=== Task objective ===
Edit the rows below so that every "single point" becomes "single marker", and keep all other text unchanged.

=== Data supplied ===
---*---
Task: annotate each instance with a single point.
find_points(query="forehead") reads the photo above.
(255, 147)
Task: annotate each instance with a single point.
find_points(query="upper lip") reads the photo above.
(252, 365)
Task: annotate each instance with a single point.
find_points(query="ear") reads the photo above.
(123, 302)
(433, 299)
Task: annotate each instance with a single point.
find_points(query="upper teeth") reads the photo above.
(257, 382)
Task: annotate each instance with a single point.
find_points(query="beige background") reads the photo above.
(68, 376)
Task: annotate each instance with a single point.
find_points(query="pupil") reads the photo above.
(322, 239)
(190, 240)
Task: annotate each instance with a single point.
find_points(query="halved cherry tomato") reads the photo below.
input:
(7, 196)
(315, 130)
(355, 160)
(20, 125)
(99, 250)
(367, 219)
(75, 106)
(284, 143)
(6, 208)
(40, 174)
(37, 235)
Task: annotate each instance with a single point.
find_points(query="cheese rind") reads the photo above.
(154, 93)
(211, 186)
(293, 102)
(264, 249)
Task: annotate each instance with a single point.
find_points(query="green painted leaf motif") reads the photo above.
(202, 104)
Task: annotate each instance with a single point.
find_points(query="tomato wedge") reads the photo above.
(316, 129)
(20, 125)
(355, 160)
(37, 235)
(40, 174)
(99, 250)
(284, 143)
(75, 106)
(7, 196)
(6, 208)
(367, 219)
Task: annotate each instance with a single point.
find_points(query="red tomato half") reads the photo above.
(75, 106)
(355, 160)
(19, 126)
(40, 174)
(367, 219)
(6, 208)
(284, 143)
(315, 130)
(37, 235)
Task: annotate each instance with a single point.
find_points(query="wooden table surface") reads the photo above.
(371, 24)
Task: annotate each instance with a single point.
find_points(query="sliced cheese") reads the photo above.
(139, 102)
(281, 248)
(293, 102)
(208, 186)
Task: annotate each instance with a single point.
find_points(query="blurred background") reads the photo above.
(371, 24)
---*---
=== Result of this exercise ===
Task: annotate each instance with a single marker.
find_points(query="forehead") reads the photo above.
(255, 147)
Task: annotate each instance with a single marker.
find_points(query="upper lip") reads the photo above.
(252, 365)
Task: annotate each instance with a single marker.
find_points(query="ear") reads the photo above.
(123, 302)
(433, 299)
Task: annotate each instance with a single marker.
find_points(query="upper teeth") reads the photo above.
(257, 382)
Task: annotate each instance with a single marker.
find_points(query="beige background") reads the photo above.
(68, 376)
Task: annotate each instance with a single marker.
find_points(query="pupil") reads the photo above.
(322, 239)
(190, 240)
Task: annotate each instance with a single marker.
find_points(query="halved cherry tomato") reads the photo below.
input:
(7, 196)
(315, 130)
(355, 160)
(20, 125)
(99, 250)
(367, 219)
(75, 106)
(284, 143)
(6, 208)
(40, 174)
(37, 235)
Task: annotate each instance with a single marker.
find_points(query="cheese rind") reads the photo above.
(154, 93)
(211, 186)
(293, 102)
(264, 249)
Task: annotate each instance with a single marker.
find_points(query="green painted leaf motif") reads the photo above.
(202, 104)
Task: annotate each instance with a single marker.
find_points(query="tomato wedge") reads the photo above.
(316, 129)
(20, 125)
(355, 160)
(37, 235)
(40, 174)
(99, 250)
(284, 143)
(75, 106)
(7, 196)
(6, 208)
(367, 219)
Task: annotate each instance with a single marker.
find_points(query="red tomato half") reads the photo above.
(75, 106)
(355, 160)
(19, 126)
(40, 174)
(367, 219)
(6, 208)
(284, 143)
(315, 130)
(37, 235)
Task: annotate each instance with a single marker.
find_points(query="wooden table surface") reads the photo above.
(371, 24)
Task: annotate each instance with a single marker.
find_points(query="sliced cheese") reads the photo above.
(139, 102)
(281, 248)
(293, 102)
(208, 186)
Task: annotate each instance with a single marker.
find_points(query="blurred background") reads the photo above.
(371, 24)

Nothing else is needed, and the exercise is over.